(Region outline items)
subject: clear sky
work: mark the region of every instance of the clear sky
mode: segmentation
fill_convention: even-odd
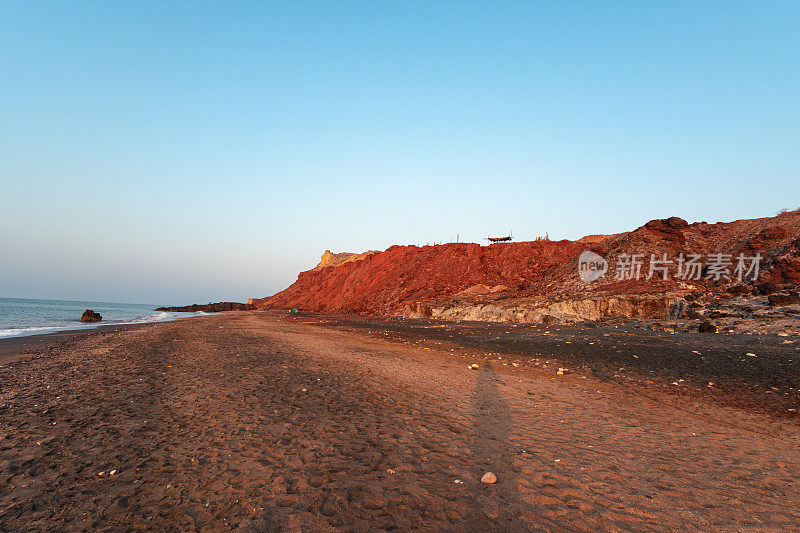
[[[0,3],[0,296],[800,206],[800,2]]]

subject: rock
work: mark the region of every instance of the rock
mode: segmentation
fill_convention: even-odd
[[[778,285],[771,281],[765,281],[764,283],[756,287],[756,292],[758,292],[758,294],[766,296],[767,294],[778,292]]]
[[[497,483],[497,476],[491,472],[486,472],[481,478],[481,483]]]
[[[748,294],[750,288],[747,285],[734,285],[728,288],[728,294]]]
[[[87,309],[81,315],[81,322],[100,322],[103,320],[103,317],[100,316],[100,313],[95,313],[91,309]]]
[[[779,307],[783,305],[800,304],[800,293],[790,292],[789,294],[770,294],[767,296],[769,304]]]
[[[217,302],[207,304],[192,304],[178,307],[157,307],[156,311],[167,311],[170,313],[196,313],[203,311],[204,313],[222,313],[225,311],[252,311],[256,307],[250,303],[240,302]]]
[[[667,318],[683,318],[683,314],[686,309],[686,300],[676,298],[675,301],[669,305],[669,313],[667,314]]]
[[[699,331],[700,333],[716,333],[717,332],[717,326],[715,326],[709,320],[704,320],[697,327],[697,331]]]
[[[644,229],[648,230],[662,241],[674,244],[686,243],[683,230],[688,227],[689,223],[678,217],[651,220],[644,225]]]

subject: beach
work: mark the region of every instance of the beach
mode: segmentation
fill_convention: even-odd
[[[798,530],[787,340],[279,312],[6,340],[0,530]]]

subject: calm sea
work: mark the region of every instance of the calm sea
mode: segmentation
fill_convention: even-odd
[[[145,304],[0,298],[0,339],[68,329],[90,329],[108,324],[165,322],[206,314],[164,313],[154,311],[155,307],[157,306]],[[87,309],[100,313],[103,316],[102,322],[81,323],[81,315]]]

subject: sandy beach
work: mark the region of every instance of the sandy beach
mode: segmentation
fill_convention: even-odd
[[[237,312],[4,341],[0,530],[799,530],[798,352],[709,339]]]

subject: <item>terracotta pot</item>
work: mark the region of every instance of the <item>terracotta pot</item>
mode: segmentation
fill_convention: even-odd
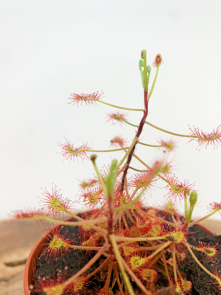
[[[88,213],[88,212],[87,212]],[[70,221],[72,219],[70,217],[65,219],[65,221]],[[214,232],[210,230],[207,227],[200,224],[197,224],[199,227],[203,230],[210,235],[215,235]],[[55,225],[53,229],[57,227],[60,228],[62,225]],[[50,231],[50,232],[51,231]],[[44,244],[47,242],[47,240],[43,235],[37,241],[32,249],[27,260],[24,268],[23,283],[25,295],[30,295],[29,286],[30,284],[34,283],[33,278],[36,268],[36,264],[38,260],[40,253],[44,247]]]
[[[65,219],[65,221],[70,221],[72,218],[72,217],[70,217]],[[55,229],[56,228],[58,228],[58,229],[60,228],[62,226],[60,224],[55,225],[52,230]],[[51,231],[50,230],[50,231],[51,232]],[[46,233],[46,235],[47,235],[47,233]],[[30,284],[33,284],[34,282],[33,279],[34,271],[36,269],[36,263],[38,260],[40,253],[44,245],[44,244],[46,244],[47,241],[48,240],[47,238],[43,235],[34,245],[27,260],[24,268],[23,280],[25,295],[30,295],[29,286]]]

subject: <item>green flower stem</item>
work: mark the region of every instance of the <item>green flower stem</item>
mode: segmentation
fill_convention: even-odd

## EXERCISE REQUIREMENTS
Copy out all of the items above line for line, with no changes. Omit the pictures from your copy.

## REPLY
subject: clear sky
work: mark the region of every instance of the clear sky
mode: segmentation
fill_convention: even-odd
[[[0,3],[0,296],[800,206],[800,2]]]

subject: rock
work: mark the region of every instance of the rock
mode: segmentation
fill_convention: even-odd
[[[778,285],[771,281],[765,281],[764,283],[756,287],[756,292],[758,292],[758,294],[766,296],[767,294],[778,292]]]
[[[497,483],[497,476],[491,472],[486,472],[481,478],[481,483]]]
[[[748,294],[750,288],[747,285],[734,285],[728,288],[728,294]]]
[[[87,309],[81,315],[81,322],[100,322],[103,320],[103,317],[100,316],[100,313],[95,313],[91,309]]]
[[[779,307],[783,305],[800,304],[800,293],[790,292],[789,294],[770,294],[767,296],[769,304]]]
[[[217,302],[207,304],[192,304],[178,307],[157,307],[156,311],[167,311],[170,313],[196,313],[203,311],[204,313],[222,313],[225,311],[252,311],[256,307],[250,303],[240,302]]]
[[[667,318],[683,318],[683,314],[686,309],[686,300],[676,298],[675,301],[669,305],[669,313],[667,314]]]
[[[699,331],[700,333],[716,333],[717,332],[717,326],[715,326],[709,320],[704,320],[697,327],[697,331]]]
[[[644,229],[648,230],[662,241],[674,244],[686,243],[683,230],[688,227],[689,223],[678,217],[651,220],[644,225]]]

subject: beach
work: mark the region of every instance of the beach
mode: segmentation
fill_convention: even-odd
[[[798,530],[787,340],[279,312],[6,340],[0,530]]]

subject: calm sea
work: mark the region of every instance of the calm sea
mode: segmentation
fill_convention: even-odd
[[[145,304],[0,298],[0,339],[68,329],[90,329],[108,324],[165,322],[206,314],[164,313],[154,311],[155,307],[157,306]],[[87,309],[100,313],[103,316],[102,322],[81,323],[81,315]]]

subject: sandy beach
work: mark the region of every instance of the sandy beach
mode: segmentation
fill_convention: even-odd
[[[237,312],[4,341],[0,530],[799,530],[798,352],[709,339]]]

subject: <item>terracotta pot</item>
work: mark the region of every instance of the <item>terracotta pot</item>
mode: segmentation
fill_convention: even-odd
[[[88,213],[88,212],[87,212]],[[70,221],[72,219],[70,217],[65,219],[65,221]],[[214,232],[210,230],[207,227],[200,224],[197,224],[199,227],[203,230],[210,235],[215,235]],[[55,225],[53,229],[57,227],[60,228],[62,225]],[[50,231],[50,232],[51,231]],[[44,244],[47,242],[47,240],[43,235],[37,241],[32,249],[27,260],[24,268],[23,283],[25,295],[30,295],[29,286],[30,284],[34,283],[33,278],[36,268],[36,264],[38,260],[40,253],[44,247]]]
[[[65,219],[65,221],[70,221],[72,218],[72,217],[70,217]],[[55,229],[56,228],[58,228],[58,229],[60,228],[62,226],[60,224],[55,225],[52,230]],[[51,231],[50,230],[50,231],[51,232]],[[46,233],[46,235],[47,235],[47,233]],[[30,284],[33,284],[34,282],[33,279],[34,271],[36,269],[36,263],[38,260],[40,253],[44,245],[44,244],[46,244],[47,241],[48,240],[47,238],[43,235],[34,245],[27,260],[24,268],[23,280],[25,295],[30,295],[29,286]]]

subject: <item>green flower stem</item>
work: mark the region of every instance of the <item>green flower stem</item>
mode: segmentation
fill_convention: even-odd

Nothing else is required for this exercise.